### [Request]
Quote exactly the lines running from the line with "Could you identify the boulder" to the end of the entries, including both, and nothing else.

### [Task input]
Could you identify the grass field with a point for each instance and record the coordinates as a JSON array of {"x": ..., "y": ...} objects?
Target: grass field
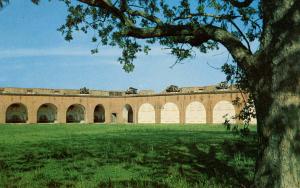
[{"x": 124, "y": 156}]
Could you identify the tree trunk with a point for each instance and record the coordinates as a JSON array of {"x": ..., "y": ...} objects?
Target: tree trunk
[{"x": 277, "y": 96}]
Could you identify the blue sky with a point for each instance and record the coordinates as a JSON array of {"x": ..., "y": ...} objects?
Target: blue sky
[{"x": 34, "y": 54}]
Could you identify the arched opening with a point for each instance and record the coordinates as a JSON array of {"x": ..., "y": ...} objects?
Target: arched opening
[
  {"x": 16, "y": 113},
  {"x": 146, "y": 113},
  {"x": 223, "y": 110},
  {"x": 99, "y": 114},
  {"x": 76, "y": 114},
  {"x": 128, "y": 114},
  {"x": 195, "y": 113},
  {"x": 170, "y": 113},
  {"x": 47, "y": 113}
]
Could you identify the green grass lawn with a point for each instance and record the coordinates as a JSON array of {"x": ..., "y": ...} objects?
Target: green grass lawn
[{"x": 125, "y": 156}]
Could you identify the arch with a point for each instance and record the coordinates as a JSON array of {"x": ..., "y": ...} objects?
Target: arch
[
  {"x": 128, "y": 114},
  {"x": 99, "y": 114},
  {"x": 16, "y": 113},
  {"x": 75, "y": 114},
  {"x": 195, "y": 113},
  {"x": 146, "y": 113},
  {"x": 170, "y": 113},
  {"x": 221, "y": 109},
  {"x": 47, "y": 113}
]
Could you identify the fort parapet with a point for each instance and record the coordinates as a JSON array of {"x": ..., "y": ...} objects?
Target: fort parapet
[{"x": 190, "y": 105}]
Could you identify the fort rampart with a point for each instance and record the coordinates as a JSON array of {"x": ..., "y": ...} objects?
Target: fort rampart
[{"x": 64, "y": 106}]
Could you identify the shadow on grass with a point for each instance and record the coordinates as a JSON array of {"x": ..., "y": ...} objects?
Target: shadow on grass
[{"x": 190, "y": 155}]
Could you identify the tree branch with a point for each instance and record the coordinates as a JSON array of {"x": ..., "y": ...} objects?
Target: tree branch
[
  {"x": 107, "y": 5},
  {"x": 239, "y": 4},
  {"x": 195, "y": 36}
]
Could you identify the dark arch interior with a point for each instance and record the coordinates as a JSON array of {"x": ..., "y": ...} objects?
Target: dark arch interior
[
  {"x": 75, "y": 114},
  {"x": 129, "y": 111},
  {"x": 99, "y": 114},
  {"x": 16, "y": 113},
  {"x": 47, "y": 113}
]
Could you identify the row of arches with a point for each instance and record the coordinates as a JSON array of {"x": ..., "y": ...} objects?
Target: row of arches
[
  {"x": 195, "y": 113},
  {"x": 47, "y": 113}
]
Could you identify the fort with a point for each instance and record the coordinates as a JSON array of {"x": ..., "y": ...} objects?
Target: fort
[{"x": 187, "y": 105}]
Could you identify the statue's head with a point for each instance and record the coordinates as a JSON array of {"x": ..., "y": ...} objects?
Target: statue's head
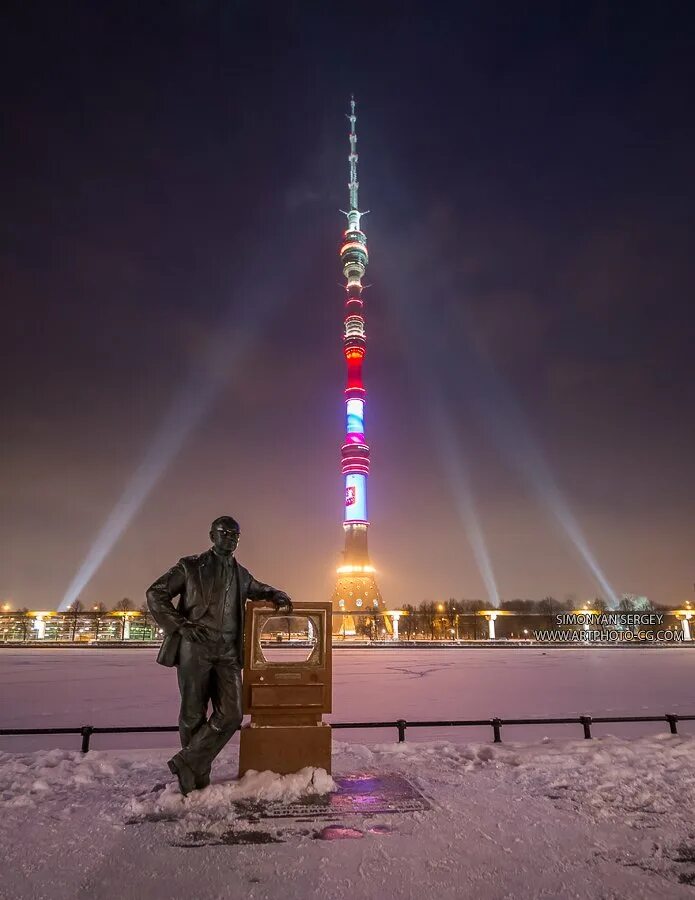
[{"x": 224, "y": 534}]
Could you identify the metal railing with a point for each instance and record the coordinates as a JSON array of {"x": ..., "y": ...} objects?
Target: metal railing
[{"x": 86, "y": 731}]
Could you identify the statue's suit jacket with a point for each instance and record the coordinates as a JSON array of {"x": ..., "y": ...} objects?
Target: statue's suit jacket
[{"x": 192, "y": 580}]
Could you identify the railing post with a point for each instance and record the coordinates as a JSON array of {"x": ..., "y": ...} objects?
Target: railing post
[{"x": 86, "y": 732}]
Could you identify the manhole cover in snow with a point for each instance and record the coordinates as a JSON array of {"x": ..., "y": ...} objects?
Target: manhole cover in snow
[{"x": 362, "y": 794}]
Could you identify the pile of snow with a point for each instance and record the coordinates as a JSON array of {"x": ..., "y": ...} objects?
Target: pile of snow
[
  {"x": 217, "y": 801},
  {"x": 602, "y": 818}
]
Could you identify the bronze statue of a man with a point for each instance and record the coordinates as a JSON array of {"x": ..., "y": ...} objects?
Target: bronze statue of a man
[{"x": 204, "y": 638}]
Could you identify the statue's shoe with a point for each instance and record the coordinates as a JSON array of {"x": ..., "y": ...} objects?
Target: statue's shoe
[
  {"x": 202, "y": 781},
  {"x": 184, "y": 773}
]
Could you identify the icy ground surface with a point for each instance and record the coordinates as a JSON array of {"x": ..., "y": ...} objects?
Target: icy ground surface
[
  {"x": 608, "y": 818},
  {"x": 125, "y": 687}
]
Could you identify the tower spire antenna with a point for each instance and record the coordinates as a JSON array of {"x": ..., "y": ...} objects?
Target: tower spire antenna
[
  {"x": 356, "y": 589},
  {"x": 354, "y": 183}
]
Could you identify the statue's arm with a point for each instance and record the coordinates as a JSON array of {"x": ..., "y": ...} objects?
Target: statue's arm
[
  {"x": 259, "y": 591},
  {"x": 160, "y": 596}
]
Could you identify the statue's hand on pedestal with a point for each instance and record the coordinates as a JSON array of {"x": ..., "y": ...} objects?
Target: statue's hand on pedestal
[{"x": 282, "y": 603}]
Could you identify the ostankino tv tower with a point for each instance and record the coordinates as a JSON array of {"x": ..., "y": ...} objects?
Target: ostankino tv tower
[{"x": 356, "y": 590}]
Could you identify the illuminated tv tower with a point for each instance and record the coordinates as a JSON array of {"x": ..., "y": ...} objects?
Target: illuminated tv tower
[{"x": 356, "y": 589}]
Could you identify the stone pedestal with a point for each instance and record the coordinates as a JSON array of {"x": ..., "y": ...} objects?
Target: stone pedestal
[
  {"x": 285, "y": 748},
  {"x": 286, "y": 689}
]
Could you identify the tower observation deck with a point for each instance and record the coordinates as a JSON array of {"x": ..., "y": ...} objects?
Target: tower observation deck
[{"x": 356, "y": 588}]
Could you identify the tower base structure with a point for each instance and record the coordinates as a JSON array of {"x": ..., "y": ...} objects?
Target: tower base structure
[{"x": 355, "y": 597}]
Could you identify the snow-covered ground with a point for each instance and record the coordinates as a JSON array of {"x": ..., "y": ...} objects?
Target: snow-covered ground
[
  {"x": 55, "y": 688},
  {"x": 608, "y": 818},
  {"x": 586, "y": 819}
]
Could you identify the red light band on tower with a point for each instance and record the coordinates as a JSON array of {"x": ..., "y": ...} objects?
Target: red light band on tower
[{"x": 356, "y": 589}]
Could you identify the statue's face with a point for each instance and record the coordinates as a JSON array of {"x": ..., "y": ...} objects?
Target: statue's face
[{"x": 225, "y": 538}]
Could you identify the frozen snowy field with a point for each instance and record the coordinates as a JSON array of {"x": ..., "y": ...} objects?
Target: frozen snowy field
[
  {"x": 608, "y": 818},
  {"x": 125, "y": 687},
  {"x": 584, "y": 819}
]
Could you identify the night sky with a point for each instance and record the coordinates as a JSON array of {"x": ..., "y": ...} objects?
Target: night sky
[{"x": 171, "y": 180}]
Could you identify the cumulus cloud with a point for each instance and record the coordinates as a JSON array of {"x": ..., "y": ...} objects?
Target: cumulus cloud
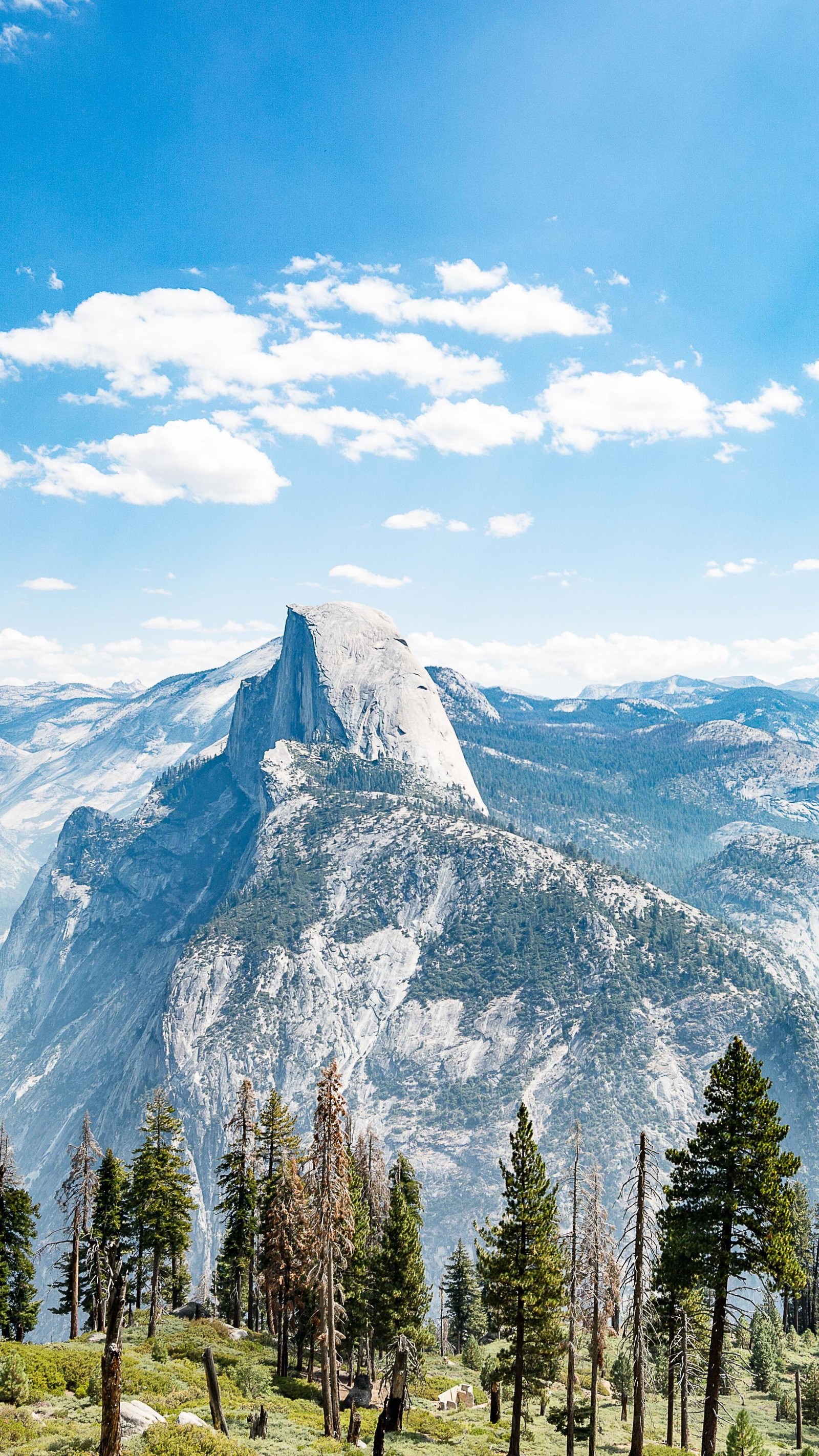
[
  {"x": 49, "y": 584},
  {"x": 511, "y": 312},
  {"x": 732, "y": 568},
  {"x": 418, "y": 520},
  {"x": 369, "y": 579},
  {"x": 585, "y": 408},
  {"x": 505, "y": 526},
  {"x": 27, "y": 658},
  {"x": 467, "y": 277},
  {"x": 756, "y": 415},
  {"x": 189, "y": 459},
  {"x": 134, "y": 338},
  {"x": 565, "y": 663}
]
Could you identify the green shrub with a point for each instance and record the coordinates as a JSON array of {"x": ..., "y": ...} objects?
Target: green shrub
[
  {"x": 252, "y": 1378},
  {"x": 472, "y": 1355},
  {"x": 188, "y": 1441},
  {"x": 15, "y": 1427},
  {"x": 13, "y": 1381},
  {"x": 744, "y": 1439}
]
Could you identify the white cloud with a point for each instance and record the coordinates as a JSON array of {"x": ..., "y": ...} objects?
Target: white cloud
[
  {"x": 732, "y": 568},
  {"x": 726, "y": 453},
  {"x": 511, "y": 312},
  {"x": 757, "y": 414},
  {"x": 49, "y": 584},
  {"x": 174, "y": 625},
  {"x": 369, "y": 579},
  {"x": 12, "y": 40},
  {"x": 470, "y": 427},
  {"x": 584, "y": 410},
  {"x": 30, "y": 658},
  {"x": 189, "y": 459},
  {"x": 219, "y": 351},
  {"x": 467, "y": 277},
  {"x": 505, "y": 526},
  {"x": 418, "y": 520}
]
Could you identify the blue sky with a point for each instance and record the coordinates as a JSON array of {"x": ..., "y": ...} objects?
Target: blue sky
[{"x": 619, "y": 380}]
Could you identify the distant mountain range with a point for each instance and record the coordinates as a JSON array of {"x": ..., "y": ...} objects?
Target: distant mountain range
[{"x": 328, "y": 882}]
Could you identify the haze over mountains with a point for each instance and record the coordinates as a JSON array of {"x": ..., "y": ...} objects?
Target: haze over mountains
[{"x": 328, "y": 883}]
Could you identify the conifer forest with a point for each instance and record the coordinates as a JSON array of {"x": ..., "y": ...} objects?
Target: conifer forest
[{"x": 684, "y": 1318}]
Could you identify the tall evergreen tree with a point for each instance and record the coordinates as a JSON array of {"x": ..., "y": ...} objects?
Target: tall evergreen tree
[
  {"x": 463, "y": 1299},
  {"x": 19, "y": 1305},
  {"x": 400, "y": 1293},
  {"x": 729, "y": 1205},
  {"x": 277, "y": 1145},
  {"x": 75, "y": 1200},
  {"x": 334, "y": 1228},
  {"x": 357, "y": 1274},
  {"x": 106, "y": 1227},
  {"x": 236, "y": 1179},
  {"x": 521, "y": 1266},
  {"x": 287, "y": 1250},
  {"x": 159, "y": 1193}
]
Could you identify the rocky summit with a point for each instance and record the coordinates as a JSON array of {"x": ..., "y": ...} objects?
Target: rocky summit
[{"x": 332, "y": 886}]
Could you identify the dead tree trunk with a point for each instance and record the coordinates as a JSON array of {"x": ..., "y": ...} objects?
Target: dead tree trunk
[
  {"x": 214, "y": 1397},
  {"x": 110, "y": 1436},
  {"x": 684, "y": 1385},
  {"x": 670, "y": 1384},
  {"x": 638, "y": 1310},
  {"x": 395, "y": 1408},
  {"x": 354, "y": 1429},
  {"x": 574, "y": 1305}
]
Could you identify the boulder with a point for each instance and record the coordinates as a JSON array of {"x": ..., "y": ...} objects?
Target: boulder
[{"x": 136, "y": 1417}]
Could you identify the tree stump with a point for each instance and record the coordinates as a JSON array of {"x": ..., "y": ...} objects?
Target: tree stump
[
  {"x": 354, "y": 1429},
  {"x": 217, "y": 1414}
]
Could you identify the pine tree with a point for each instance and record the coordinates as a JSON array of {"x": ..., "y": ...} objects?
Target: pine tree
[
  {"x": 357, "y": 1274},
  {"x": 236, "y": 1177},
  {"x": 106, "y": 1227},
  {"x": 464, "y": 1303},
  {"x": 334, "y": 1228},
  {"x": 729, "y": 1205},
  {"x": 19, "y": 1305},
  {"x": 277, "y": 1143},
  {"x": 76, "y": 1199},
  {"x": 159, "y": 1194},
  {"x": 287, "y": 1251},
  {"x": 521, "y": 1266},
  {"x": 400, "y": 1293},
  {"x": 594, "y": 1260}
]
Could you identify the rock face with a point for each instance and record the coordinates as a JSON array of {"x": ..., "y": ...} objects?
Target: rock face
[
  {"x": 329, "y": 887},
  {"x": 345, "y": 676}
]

### [Expected output]
Could you identify the boulder with a point for each instance and record the coordinates as a JSON array of {"x": ..., "y": ...} objects?
Target: boulder
[{"x": 136, "y": 1417}]
Could you identify the tree stump with a point for each instance and record the coordinates as a JSON array of {"x": ..., "y": ...} objects?
Target: tree stump
[
  {"x": 354, "y": 1429},
  {"x": 217, "y": 1414}
]
Could you identify the pine tree with a point for each instance and record the coordinates as a JSON array of {"x": ..., "y": ...} objects?
Target: pine tree
[
  {"x": 357, "y": 1274},
  {"x": 236, "y": 1177},
  {"x": 106, "y": 1227},
  {"x": 464, "y": 1303},
  {"x": 334, "y": 1228},
  {"x": 729, "y": 1205},
  {"x": 19, "y": 1305},
  {"x": 277, "y": 1143},
  {"x": 76, "y": 1199},
  {"x": 159, "y": 1194},
  {"x": 287, "y": 1251},
  {"x": 521, "y": 1266},
  {"x": 400, "y": 1293},
  {"x": 594, "y": 1260}
]
Could you identify the rock face with a point for each instance and record the coordinates as a JSON array of {"x": ..., "y": ...} objects?
Target: rock face
[
  {"x": 329, "y": 887},
  {"x": 345, "y": 676}
]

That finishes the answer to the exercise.